抽出テキスト:
福井県立大学地域経済研究所

2019年7月

  • 「食料・農業・農村基本法」の理念は実現されたか?

    「食料・農業・農村基本法」が制定されて、今年でちょうど20年になる。周知のように、「農業基本法」(1961年)に代わって制定された新しい基本法は、理念が大きく転換した。その第1条(目的)には、次のように定められている。
    「この法律は、食料、農業及び農村に関する施策について、基本理念及びその実現を図るのに基本となる事項を定め、並びに国及び地方公共団体の責務等を明らかにすることにより、食料、農業及び農村に関する施策を総合的かつ計画的に推進し、もって国民生活の安定向上及び国民経済の健全な発展を図ることを目的とする。」
    すなわち、それまでの農業基本法が、農工間の生産性格差の是正を通して農業の発展と農業従事者の地位向上をめざしたのに対して、新しい基本法は、狭義の農業政策にとどまるのではなく、消費者にも軸足を置き安全・安心な食料を供給する食料政策、生態系の維持や環境保全、自然災害の防止やレクリエーション・教育の場など、農業が有する多面的な機能を重視する農村地域(資源・環境)政策を同列に位置づけ、農業・農村の持続的な発展を「総合的かつ計画的」に進めようとした。この背景には、いわゆる農業の近代化や構造改善では法の理念が実現しないという反省があった。そこで新しい基本法では、農業の問題は、単に生産者や農業団体だけではなく、国や地方公共団体はもちろん、食品産業等の事業者や私たち消費者も責務を果たすべきものであり、「国民生活の安定向上」や「国民経済の健全な発展」にとっても重要な問題であることを明確に謳ったのである。
    法制定から20年、果たしてこうした理念は実現したであろうか。

[位置特定レコード]
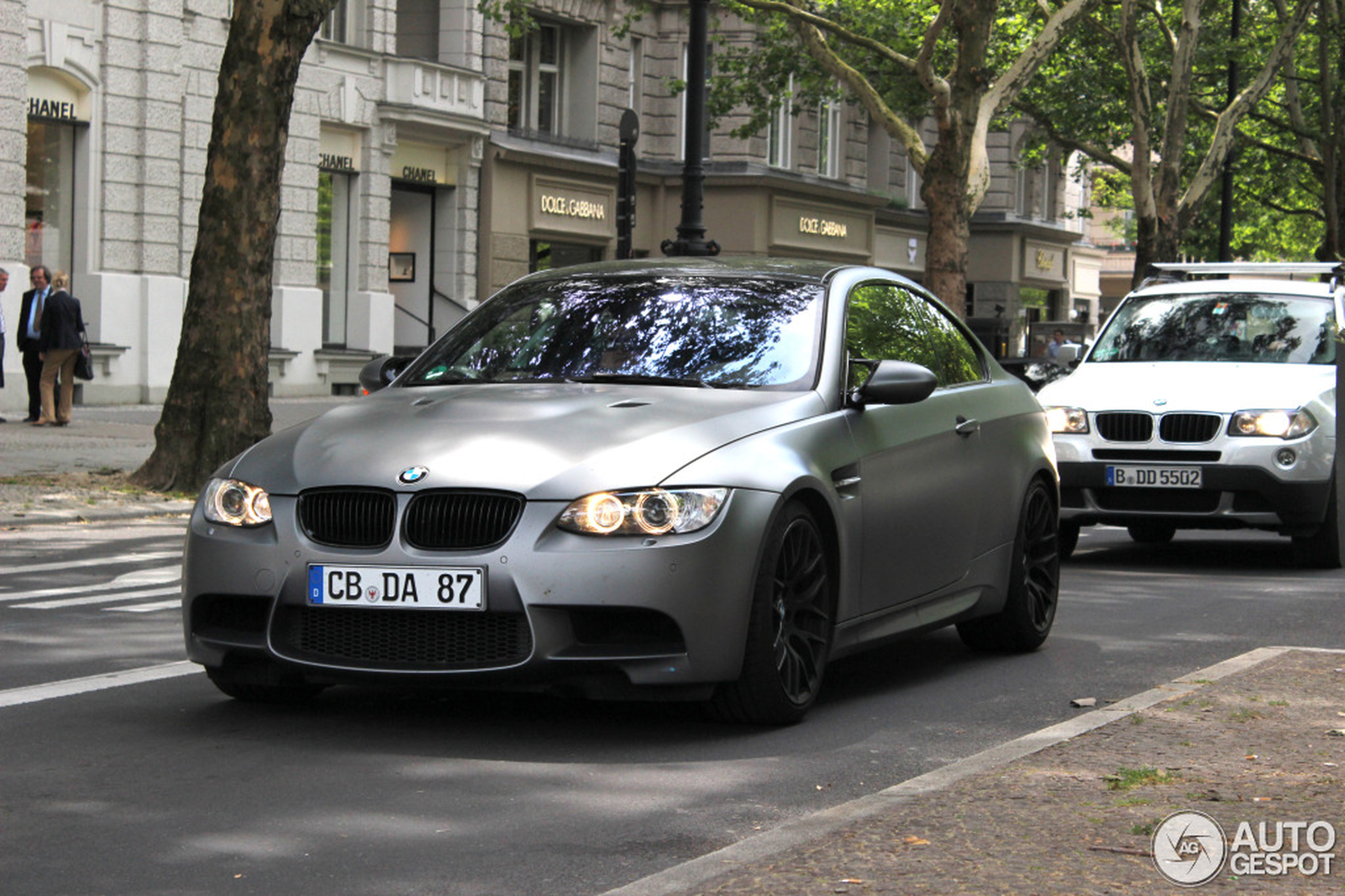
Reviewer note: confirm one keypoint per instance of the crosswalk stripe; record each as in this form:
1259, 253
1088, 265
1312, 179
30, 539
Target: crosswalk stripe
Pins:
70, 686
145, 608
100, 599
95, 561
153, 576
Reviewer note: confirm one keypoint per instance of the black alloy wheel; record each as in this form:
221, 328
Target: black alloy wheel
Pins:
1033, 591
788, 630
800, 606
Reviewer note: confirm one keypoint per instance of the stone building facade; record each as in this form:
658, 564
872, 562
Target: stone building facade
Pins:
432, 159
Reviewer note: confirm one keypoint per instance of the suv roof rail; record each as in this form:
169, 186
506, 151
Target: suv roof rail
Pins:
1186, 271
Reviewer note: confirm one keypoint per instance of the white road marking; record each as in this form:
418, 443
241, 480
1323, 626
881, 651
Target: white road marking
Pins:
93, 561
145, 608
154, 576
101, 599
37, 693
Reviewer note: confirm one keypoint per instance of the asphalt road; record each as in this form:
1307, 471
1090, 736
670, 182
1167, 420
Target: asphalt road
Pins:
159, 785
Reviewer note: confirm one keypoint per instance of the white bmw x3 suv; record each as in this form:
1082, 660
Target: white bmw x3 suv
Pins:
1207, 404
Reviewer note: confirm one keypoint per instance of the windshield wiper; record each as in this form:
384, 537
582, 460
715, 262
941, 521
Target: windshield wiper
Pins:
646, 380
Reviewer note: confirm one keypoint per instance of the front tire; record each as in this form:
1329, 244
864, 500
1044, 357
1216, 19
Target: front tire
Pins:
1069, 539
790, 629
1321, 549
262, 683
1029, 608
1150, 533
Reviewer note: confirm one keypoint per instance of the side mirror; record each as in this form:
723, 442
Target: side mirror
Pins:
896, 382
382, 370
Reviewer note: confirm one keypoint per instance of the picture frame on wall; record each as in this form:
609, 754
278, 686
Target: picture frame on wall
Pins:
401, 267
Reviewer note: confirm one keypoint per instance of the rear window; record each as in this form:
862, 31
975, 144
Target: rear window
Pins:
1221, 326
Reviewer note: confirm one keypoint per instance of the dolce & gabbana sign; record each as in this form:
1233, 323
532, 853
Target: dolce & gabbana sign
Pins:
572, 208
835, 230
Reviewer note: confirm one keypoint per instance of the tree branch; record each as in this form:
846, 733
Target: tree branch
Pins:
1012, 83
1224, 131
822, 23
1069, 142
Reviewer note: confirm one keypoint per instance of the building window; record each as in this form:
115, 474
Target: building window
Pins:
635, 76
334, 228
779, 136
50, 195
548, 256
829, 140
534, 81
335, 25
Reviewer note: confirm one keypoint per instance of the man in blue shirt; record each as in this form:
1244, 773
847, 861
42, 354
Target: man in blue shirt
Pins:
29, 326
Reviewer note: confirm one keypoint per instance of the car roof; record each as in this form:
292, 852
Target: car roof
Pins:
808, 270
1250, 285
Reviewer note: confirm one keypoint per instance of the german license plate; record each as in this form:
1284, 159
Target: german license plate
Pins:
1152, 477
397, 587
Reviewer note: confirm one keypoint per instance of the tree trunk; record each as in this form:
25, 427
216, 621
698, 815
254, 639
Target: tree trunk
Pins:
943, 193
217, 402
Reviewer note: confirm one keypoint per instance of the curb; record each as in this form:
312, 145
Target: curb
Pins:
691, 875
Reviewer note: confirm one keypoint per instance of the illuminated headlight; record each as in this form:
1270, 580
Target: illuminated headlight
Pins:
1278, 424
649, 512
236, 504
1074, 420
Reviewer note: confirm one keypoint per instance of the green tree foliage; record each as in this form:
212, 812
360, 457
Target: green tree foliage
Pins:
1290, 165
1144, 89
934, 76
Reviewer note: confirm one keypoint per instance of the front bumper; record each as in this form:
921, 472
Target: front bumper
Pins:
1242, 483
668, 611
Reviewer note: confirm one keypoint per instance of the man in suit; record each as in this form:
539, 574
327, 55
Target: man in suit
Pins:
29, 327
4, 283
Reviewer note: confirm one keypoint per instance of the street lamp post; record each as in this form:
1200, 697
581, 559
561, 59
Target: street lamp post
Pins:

指定タスク: 食料・農業・農村基本法についての文章のうち、「すなわち、それまでの農業基本」で始まり「法制定から20年、果たしてこうした理念は実現したであろうか。」で終わる部分を、「生態系」を「生物多様性」に置き換える形で修正して示してください。

問題の解答:
すなわち、それまでの農業基本法が、農工間の生産性格差の是正を通して農業の発展と農業従事者の地位向上をめざしたのに対して、新しい基本法は、狭義の農業政策にとどまるのではなく、消費者にも軸足を置き安全・安心な食料を供給する食料政策、生物多様性の維持や環境保全、自然災害の防止やレクリエーション・教育の場など、農業が有する多面的な機能を重視する農村地域(資源・環境)政策を同列に位置づけ、農業・農村の持続的な発展を「総合的かつ計画的」に進めようとした。この背景には、いわゆる農業の近代化や構造改善では法の理念が実現しないという反省があった。そこで新しい基本法では、農業の問題は、単に生産者や農業団体だけではなく、国や地方公共団体はもちろん、食品産業等の事業者や私たち消費者も責務を果たすべきものであり、「国民生活の安定向上」や「国民経済の健全な発展」にとっても重要な問題であることを明確に謳ったのである。
    法制定から20年、果たしてこうした理念は実現したであろうか。